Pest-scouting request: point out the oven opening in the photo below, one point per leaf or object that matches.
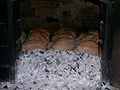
(67, 25)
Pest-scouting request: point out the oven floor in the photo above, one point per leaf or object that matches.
(57, 70)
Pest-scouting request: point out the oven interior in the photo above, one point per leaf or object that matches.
(19, 18)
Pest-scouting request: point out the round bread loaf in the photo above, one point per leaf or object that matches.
(33, 45)
(85, 38)
(57, 37)
(66, 31)
(87, 47)
(63, 44)
(95, 39)
(94, 32)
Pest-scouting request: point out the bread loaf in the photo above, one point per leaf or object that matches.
(94, 32)
(89, 47)
(64, 39)
(66, 31)
(63, 44)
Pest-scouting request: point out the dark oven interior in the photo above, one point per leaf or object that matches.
(22, 20)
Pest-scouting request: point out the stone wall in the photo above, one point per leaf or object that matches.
(53, 14)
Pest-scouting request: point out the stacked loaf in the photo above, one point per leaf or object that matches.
(64, 39)
(87, 42)
(37, 39)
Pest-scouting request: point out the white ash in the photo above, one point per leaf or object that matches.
(57, 70)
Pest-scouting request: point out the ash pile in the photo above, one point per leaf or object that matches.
(57, 70)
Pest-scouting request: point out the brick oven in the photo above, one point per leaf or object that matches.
(20, 18)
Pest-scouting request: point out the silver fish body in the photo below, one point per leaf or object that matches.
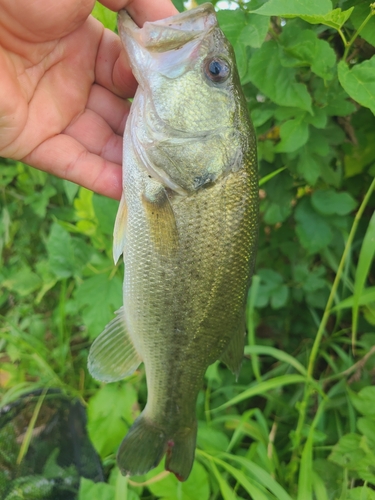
(187, 228)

######

* **Goal**
Repeat exactly the lines above, from the line containing "Pest-scouting request: point out the white" through the last line of the records, inclusive; omit any pictures.

* **Completed task**
Pest-scouting request: point out the white ash in the photo above, one point per leaf or object that matches.
(57, 70)
Pest-scouting request: point out the ash pile in the photo above, one point per leaf or object that matches.
(57, 70)
Pest-scouting request: point out the brick oven in the photo above, one point per leaf or object that matches.
(20, 18)
Pest-scouting request: point out the silver fish body in the photo below, one point per leaf or object that matches.
(187, 228)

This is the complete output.